Start of Rows

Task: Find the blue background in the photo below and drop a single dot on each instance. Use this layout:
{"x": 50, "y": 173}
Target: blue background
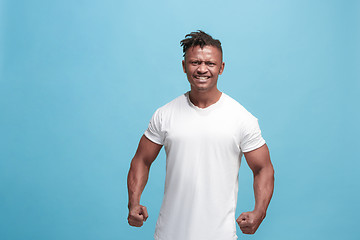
{"x": 81, "y": 79}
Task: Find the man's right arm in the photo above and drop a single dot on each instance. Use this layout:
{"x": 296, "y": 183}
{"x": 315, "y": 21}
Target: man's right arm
{"x": 137, "y": 178}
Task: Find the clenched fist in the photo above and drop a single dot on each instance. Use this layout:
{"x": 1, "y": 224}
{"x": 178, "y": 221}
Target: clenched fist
{"x": 137, "y": 216}
{"x": 250, "y": 221}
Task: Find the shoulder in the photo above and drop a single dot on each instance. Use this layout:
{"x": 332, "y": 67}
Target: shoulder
{"x": 236, "y": 108}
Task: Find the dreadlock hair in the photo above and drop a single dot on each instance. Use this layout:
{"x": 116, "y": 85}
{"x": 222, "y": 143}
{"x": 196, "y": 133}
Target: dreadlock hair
{"x": 199, "y": 38}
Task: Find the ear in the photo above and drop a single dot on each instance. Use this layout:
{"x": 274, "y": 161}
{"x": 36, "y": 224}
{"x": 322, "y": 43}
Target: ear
{"x": 222, "y": 68}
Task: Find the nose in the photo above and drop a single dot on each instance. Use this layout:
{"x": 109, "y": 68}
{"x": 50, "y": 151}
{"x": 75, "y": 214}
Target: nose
{"x": 202, "y": 68}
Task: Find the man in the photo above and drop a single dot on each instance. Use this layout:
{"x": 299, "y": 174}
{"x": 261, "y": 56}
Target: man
{"x": 205, "y": 133}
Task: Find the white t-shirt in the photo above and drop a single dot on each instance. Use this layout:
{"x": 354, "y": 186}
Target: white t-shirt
{"x": 203, "y": 149}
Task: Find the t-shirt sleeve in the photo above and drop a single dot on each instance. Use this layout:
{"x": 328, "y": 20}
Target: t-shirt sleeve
{"x": 251, "y": 138}
{"x": 153, "y": 132}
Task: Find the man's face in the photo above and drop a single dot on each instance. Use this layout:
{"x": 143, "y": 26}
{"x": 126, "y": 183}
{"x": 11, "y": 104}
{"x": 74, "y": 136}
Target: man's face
{"x": 202, "y": 67}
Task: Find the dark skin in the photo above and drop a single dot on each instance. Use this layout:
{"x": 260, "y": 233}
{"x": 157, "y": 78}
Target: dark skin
{"x": 202, "y": 67}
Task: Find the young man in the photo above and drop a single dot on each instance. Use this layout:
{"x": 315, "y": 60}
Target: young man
{"x": 205, "y": 133}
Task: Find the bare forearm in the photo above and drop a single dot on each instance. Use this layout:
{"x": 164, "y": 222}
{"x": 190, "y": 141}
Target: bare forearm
{"x": 137, "y": 179}
{"x": 263, "y": 188}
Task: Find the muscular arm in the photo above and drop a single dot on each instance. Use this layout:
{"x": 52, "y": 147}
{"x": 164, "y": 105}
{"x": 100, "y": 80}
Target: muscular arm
{"x": 260, "y": 164}
{"x": 137, "y": 178}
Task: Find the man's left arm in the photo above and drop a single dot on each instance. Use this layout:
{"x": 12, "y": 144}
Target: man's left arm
{"x": 262, "y": 168}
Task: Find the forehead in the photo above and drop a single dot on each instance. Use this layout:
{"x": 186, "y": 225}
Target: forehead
{"x": 207, "y": 52}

End of Rows

*Exercise*.
Copy out the lines above, word for word, from the line containing "Task: Find the nose" through the last line, including both ends.

*The solution*.
Task: Find the nose in the photo above and drop a single dot on each instance. Use this layout:
{"x": 109, "y": 68}
{"x": 50, "y": 151}
{"x": 75, "y": 214}
Target: nose
{"x": 202, "y": 68}
Task: Find the man in the photo above and drop a single dot on each instance. Use this layout:
{"x": 299, "y": 174}
{"x": 261, "y": 56}
Target: man
{"x": 205, "y": 133}
Task: Find the white t-shirt in the photo above and drop a single dot on each instance. Use this layout:
{"x": 354, "y": 186}
Target: white t-shirt
{"x": 203, "y": 149}
Task: Find the t-shirt sleeve in the photo above and drop a single dot on each instance. Use this layout:
{"x": 328, "y": 20}
Target: t-shirt sleeve
{"x": 251, "y": 138}
{"x": 153, "y": 132}
Task: Find the man's face in the photo above and drop a single dot on each instance. Use this layout:
{"x": 143, "y": 26}
{"x": 126, "y": 183}
{"x": 11, "y": 104}
{"x": 74, "y": 136}
Target: man's face
{"x": 202, "y": 67}
Task: Find the dark skin in the photo above and drop a single dot on each instance. Use this layout:
{"x": 260, "y": 233}
{"x": 157, "y": 78}
Target: dark skin
{"x": 202, "y": 67}
Task: Find the young man in the photo above and drop a single dot on each instance. Use this layout:
{"x": 315, "y": 60}
Target: young man
{"x": 205, "y": 133}
Task: Find the bare forearm in the photo above and drop a single dot on each instance. Use this layout:
{"x": 164, "y": 222}
{"x": 190, "y": 141}
Target: bare forearm
{"x": 137, "y": 179}
{"x": 263, "y": 188}
Task: Find the muscular arm in the photo above and drop a single dot on each instance. Use this layout:
{"x": 52, "y": 147}
{"x": 164, "y": 105}
{"x": 100, "y": 80}
Target: muscular arm
{"x": 260, "y": 164}
{"x": 137, "y": 178}
Task: Find the man's left arm in the photo above and drop a single dot on each instance. Use this layout:
{"x": 12, "y": 144}
Target: man's left arm
{"x": 262, "y": 168}
Task: Find the forehead in the photo above and drop a single dot on each instance. Use this layout:
{"x": 186, "y": 225}
Target: forehead
{"x": 207, "y": 52}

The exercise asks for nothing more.